### EXCERPT TO READ

_____

In the west, the Southwest's operating profit increased $29.9 million, as
the $37.1 million increase related to the Navajo station arbitration ruling and
Mohave station mediated settlement was partially offset by higher expenses for
truck, dragline and shovel maintenance and repairs. Powder River Basin region's
operating profit increased $5.5 million as improved prices and slightly higher
volume overcame higher repair and maintenance costs and higher royalty and tax
expenses associated with improved prices.
In the east, the Appalachia region's operating profit decreased $9.4
million due to higher per-ton mining costs related to the Big Mountain Mine
suspension, geologic difficulties at the Harris longwall and lower than planned
production levels. Operating profit in the Midwest region increased $3.2 million
compared to the prior year quarter as improved pricing at our Black Beauty
operations was partially offset by geologic difficulties at the Camp No. 11
mine, which lowered volume and increased per ton mining costs.
Operating profit from trading and brokerage operations decreased $4.7
million over the prior year quarter, primarily due the scaling back of trading
activities in response to a decreasing number of creditworthy counterparties and
lower liquidity in the traded coal market in the current year.
Operating costs related to past mining activities were $5.5 million higher
in the current quarter, primarily due to $5.7 million of excise tax refunds
included in the prior year quarter. In addition, net gain on property disposals
were $1.4 million lower in the current year quarter.
Interest Income. Interest income increased $5.3 million to $5.5 million in
the current quarter, primarily due to $4.6 million in interest income related to
excise tax refunds received during the quarter.
Interest Expense. Interest expense for the quarter was $25.8 million, a
$3.1 million decrease, or 10.7%, from the prior year quarter. The decrease in
interest expense was primarily due to lower short-term interest rates in the
current year quarter, which decreased the cost of our floating-rate debt.
Income Taxes. For the quarter ended September 30, 2002, there was an
income tax benefit of $1.5 million on income before income taxes and minority
interests of $31.0 million, compared to income tax expense of $1.0 million on
income before income taxes and minority interests of $7.6 million in the prior
year quarter. The tax benefit recorded in the current quarter reflects the
reduction of our effective tax rate from 10.0% for the six months ended June 30,
2002 to 5.0% for the nine months ended September 30, 2002. The reduction in our
effective tax rate reflects the increase in the benefit from the percentage
depletion tax deduction as a percentage of our pretax income, as well as our
ability to utilize existing net operating loss carryforwards. We had $630.9
million of net operating loss carryforwards available for federal income tax
purposes as of December 31, 2001.

_____

### DATASET CONTENT
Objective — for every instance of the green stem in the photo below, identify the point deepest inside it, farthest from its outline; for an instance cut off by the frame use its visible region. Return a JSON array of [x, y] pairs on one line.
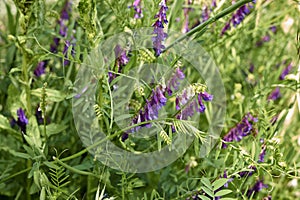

_____

Reproduce everything from "Income Taxes. For" down to "December 31, 2001." in the quarterly earnings excerpt above, word for word.

Income Taxes. For the quarter ended September 30, 2002, there was an
income tax benefit of $1.5 million on income before income taxes and minority
interests of $31.0 million, compared to income tax expense of $1.0 million on
income before income taxes and minority interests of $7.6 million in the prior
year quarter. The tax benefit recorded in the current quarter reflects the
reduction of our effective tax rate from 10.0% for the six months ended June 30,
2002 to 5.0% for the nine months ended September 30, 2002. The reduction in our
effective tax rate reflects the increase in the benefit from the percentage
depletion tax deduction as a percentage of our pretax income, as well as our
ability to utilize existing net operating loss carryforwards. We had $630.9
million of net operating loss carryforwards available for federal income tax
purposes as of December 31, 2001.